▶ **Task input**:
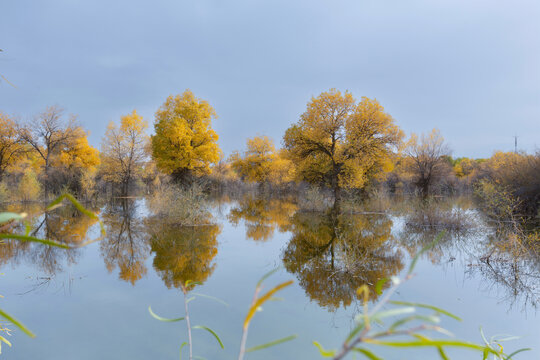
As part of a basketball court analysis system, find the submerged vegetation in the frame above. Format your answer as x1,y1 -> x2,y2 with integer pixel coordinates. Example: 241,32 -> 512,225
0,89 -> 540,359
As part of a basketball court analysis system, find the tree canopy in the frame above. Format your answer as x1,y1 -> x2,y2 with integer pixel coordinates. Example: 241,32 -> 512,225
283,89 -> 403,201
152,90 -> 221,178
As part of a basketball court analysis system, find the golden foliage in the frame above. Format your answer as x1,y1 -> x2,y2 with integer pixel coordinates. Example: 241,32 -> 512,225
229,136 -> 293,184
152,90 -> 221,175
17,169 -> 41,201
284,89 -> 403,193
58,127 -> 100,172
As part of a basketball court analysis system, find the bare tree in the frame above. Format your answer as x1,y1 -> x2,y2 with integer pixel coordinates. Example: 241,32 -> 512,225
0,113 -> 24,181
101,110 -> 149,196
21,106 -> 80,190
405,129 -> 450,196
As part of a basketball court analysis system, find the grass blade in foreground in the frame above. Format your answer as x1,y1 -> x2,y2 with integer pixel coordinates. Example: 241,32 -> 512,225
148,306 -> 185,322
0,310 -> 36,337
246,335 -> 298,352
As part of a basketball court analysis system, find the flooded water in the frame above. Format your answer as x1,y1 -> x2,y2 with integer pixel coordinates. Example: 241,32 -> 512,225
0,196 -> 540,360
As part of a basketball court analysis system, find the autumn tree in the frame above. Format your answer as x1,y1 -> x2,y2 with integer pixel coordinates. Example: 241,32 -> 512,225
101,110 -> 148,196
152,90 -> 221,180
283,89 -> 403,204
0,113 -> 23,181
404,129 -> 450,196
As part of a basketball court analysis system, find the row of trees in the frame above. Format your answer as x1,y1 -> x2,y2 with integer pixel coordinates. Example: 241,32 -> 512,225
0,89 -> 524,215
0,90 -> 221,196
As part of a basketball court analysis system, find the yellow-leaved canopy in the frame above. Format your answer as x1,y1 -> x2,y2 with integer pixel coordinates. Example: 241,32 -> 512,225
152,90 -> 221,179
229,136 -> 293,184
283,89 -> 403,202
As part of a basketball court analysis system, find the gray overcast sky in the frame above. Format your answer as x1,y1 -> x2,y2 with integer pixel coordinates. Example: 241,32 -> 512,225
0,0 -> 540,157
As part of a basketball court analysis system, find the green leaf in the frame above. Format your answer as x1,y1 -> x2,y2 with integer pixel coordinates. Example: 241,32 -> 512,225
0,336 -> 11,347
179,341 -> 187,360
388,315 -> 441,331
505,348 -> 532,360
0,234 -> 70,249
0,212 -> 26,224
246,335 -> 298,352
193,325 -> 225,349
0,310 -> 36,337
375,278 -> 390,295
192,293 -> 229,306
148,306 -> 185,322
345,324 -> 365,343
353,348 -> 383,360
364,306 -> 416,321
437,346 -> 450,360
365,339 -> 499,355
407,230 -> 446,275
313,341 -> 336,357
389,301 -> 461,321
257,267 -> 280,287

▶ **What you are asked to do**:
Turn the lines above into a JSON list of strings, one string per line, with blank lines dropped and the pictures left out.

▶ **Task answer**:
[
  "As part of a basketball court analysis system, find the submerged vegetation in the frame above. Format your answer as x1,y1 -> x2,y2 with integer pixel coordinates. Example: 241,32 -> 512,225",
  "0,89 -> 540,359",
  "As part of a basketball court analysis system, find the tree canopy in the frame above. Format your answer as x1,y1 -> x2,y2 with integer pixel coordinates. Example: 241,32 -> 512,225",
  "283,89 -> 403,201",
  "152,90 -> 221,178",
  "As part of a basketball court analysis system, find the golden foliage in the frame above. Format your answer as x1,y1 -> x2,y2 with integer pixel coordinates. Example: 241,32 -> 512,225",
  "229,136 -> 293,184",
  "152,90 -> 221,175",
  "17,169 -> 41,201",
  "284,89 -> 403,193",
  "58,127 -> 100,172",
  "As part of a basketball court analysis system, find the bare tree in the frame above. Format your answer as x1,y1 -> x2,y2 with integer pixel coordinates. Example: 241,32 -> 512,225",
  "0,113 -> 24,181",
  "101,110 -> 149,196",
  "21,106 -> 80,190",
  "405,129 -> 450,196",
  "As part of a basketball court analysis system, find the grass blade in foreground in the frame above. Format your answer as x1,y1 -> x2,y2 with integer pixel coordinates. Example: 241,32 -> 512,225",
  "148,306 -> 185,322",
  "0,310 -> 36,337",
  "246,335 -> 298,352",
  "As part of a basketball court analysis system, find the flooded water in the frame above. Format your answer as x1,y1 -> x2,y2 with integer pixel coordinates. Example: 241,32 -> 512,225",
  "0,196 -> 540,360",
  "As part of a basketball court analysis system, find the autumn tree in the frame above. Format your answer as x1,y1 -> x2,y2 with integer pixel coordinates. Example: 241,32 -> 512,225",
  "101,110 -> 148,196",
  "152,90 -> 221,180",
  "283,89 -> 403,204",
  "0,113 -> 23,181",
  "404,129 -> 450,196",
  "As part of a basketball court analysis system, find the row of trees in the frame above. Format your answer as x1,y1 -> x2,y2 with integer pixel coordinates. Example: 241,32 -> 512,225",
  "0,89 -> 524,215",
  "0,90 -> 221,196",
  "As part of a basketball court analysis system, find the yellow-leaved canopy in the frame above. Format your answer as x1,y1 -> x2,y2 with integer pixel coordinates. Example: 241,32 -> 512,225",
  "152,90 -> 221,179",
  "229,136 -> 293,184",
  "283,89 -> 403,202",
  "As part of a basketball court analysis system, find the gray overcast sky in the frame above. Format your answer as x1,y1 -> x2,y2 with integer pixel coordinates. Example: 241,32 -> 512,225",
  "0,0 -> 540,157",
  "As part of a basketball court analysis system, find the green leaf in the frame above. Format your answer as x1,y1 -> x2,y2 with integer pixel coordinates. Example: 241,32 -> 512,225",
  "0,336 -> 11,347",
  "179,341 -> 187,360",
  "388,315 -> 441,331",
  "505,348 -> 532,360",
  "0,234 -> 70,249",
  "0,212 -> 26,224",
  "246,335 -> 298,352",
  "193,325 -> 225,349",
  "0,310 -> 36,337",
  "375,278 -> 390,295",
  "192,293 -> 229,306",
  "148,306 -> 185,322",
  "345,324 -> 365,343",
  "353,348 -> 383,360",
  "364,306 -> 416,321",
  "437,346 -> 450,360",
  "365,339 -> 499,355",
  "407,230 -> 446,275",
  "313,341 -> 336,357",
  "389,301 -> 461,321",
  "257,267 -> 280,287"
]